● **Exercise passage**:
CORPUS CHRISTI, Texas — A record number of loggerhead sea turtles have been found stranded on Texas beaches in the past four months and researchers are not yet sure why.
The U.S. Fish and Wildlife service said 282 loggerheads were found stranded on Texas beaches between April 1 and Aug. 19, more than twice the average annual number of loggerhead strandings recorded from 2012 to 2021. Only one third of those turtles have been found alive.
“There’s a large number of turtles, almost 300 stranded," said Donna J. Shaver, Ph.D., Texas Coordinator of STSSN and Chief of the Division of Sea Turtle Science and Recovery at the National Park Service’s Padre Island National Seashore. "So far this year, compared to on average a year for the last 10 years, 109 for the whole year.”
Loggerhead sea turtles are one of five species of sea turtle known to inhabit the Gulf of Mexico. Adults are about three feet long and can weigh up to 350 pounds.
"The affected loggerheads have been found underweight and emaciated. They are receiving diligent care in rehabilitation, and we hope that most will recover and ultimately be released back into the Gulf of Mexico,” said Mary Kay Skoruppa, U.S. Fish and Wildlife Service Sea Turtle Coordinator for Texas.

● **Activity 1**: Reproduce the loggerhead stranding article from "CORPUS CHRISTI, Texas" to "yet sure why.", word for word.
● **Activity 2**: Continue the article on loggerhead strandings in Texas with the paragraphs that would follow its final sentence.

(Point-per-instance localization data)
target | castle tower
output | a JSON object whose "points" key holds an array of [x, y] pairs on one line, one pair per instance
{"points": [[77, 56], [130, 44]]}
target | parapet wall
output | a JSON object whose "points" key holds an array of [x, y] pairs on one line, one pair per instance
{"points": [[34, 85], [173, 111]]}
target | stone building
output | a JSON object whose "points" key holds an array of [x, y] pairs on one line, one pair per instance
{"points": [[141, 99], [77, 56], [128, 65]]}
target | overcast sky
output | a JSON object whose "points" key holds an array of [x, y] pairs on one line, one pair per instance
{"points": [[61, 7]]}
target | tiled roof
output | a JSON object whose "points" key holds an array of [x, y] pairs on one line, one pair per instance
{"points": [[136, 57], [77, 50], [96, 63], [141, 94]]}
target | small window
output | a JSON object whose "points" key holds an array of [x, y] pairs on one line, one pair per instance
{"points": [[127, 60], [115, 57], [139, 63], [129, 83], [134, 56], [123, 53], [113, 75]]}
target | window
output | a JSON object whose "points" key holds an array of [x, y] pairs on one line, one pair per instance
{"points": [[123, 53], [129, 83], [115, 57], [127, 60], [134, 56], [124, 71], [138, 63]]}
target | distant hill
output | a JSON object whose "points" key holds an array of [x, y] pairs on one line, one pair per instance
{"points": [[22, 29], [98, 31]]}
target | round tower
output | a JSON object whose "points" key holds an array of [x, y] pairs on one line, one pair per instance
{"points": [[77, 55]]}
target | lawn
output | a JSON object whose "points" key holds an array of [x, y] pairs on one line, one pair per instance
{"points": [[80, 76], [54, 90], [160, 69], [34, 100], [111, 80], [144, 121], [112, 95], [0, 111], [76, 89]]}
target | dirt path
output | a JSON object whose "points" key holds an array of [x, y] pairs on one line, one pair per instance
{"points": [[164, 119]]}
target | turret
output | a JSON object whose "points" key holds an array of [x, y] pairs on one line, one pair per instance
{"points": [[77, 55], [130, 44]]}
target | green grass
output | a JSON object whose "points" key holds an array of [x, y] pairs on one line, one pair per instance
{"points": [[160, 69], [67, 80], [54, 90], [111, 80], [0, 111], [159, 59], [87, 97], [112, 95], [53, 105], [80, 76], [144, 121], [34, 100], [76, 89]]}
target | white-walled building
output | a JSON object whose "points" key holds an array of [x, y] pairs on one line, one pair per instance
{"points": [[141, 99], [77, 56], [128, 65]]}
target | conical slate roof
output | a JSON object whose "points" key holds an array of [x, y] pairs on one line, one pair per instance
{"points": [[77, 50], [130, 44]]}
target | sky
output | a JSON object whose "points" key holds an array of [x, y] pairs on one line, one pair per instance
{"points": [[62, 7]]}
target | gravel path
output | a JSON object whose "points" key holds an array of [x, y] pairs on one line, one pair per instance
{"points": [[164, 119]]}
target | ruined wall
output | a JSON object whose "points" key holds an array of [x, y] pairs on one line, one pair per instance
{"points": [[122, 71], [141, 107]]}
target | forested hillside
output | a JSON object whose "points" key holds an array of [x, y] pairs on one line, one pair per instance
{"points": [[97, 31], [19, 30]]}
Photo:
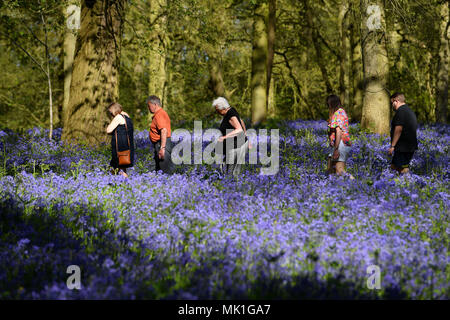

● **Exercise response 1**:
CORPUS CHRISTI, Texas — A record number of loggerhead sea turtles have been found stranded on Texas beaches in the past four months and researchers are not yet sure why.

● **Exercise response 2**:
Most of the sea turtles have been found in the Coastal Bend between Calhoun and Kleberg Counties, FWS officials said.
The cause of the strandings is something multiple researchers are investigating. Shaver believes it may be habitat-related, such as decreases in food supply, freshwater inflows, and water quality, and exposure to hypoxic areas and maybe even contaminated prey.
"Not knowing what is causing this, for one, and then not having a direct link to anything people are doing makes it really challenging to try to be able to help these turtles,” Shaver said.
Infectious diseases, biotoxins, and fisheries-related captures have been ruled out as the causative agents for the loggerhead strandings, FWS officials said.
The only reason you will see a sea turtle on the beach is if it is sick, injured or nesting, officials said. If you spot a turtle, quickly report the sighting by calling 1-866-TURTLE-5 (1-866-887-8535).
Callers should be prepared to describe where the turtle is located, whether it appears to be dead or alive, and the size of the animal. Callers are sometimes asked to stay near the animal to help guide officials and protect the turtle from vehicles or scavengers.
“It takes a lot of coordination among trained, authorized individuals to successfully rescue stranded sea turtles,” Skoruppa said. “It is therefore critical that citizens report their sightings immediately, so that rescue efforts can begin quickly.
Sometimes there are considerable travel distances to remote areas and other rescues may be happening at the same time, so we ask that people be patient after calling to report a stranded turtle.”
Because they are protected under the Endangered Species Act, when a sea turtle is rescued, it is taken to an authorized rehabilitation facility, like the Amos Rehabilitation Keep (ARK), Texas State Aquarium or Texas Sealife Center, where they are assessed and treated. Once medically cleared by a veterinarian, the turtles are released back into the Gulf of Mexico.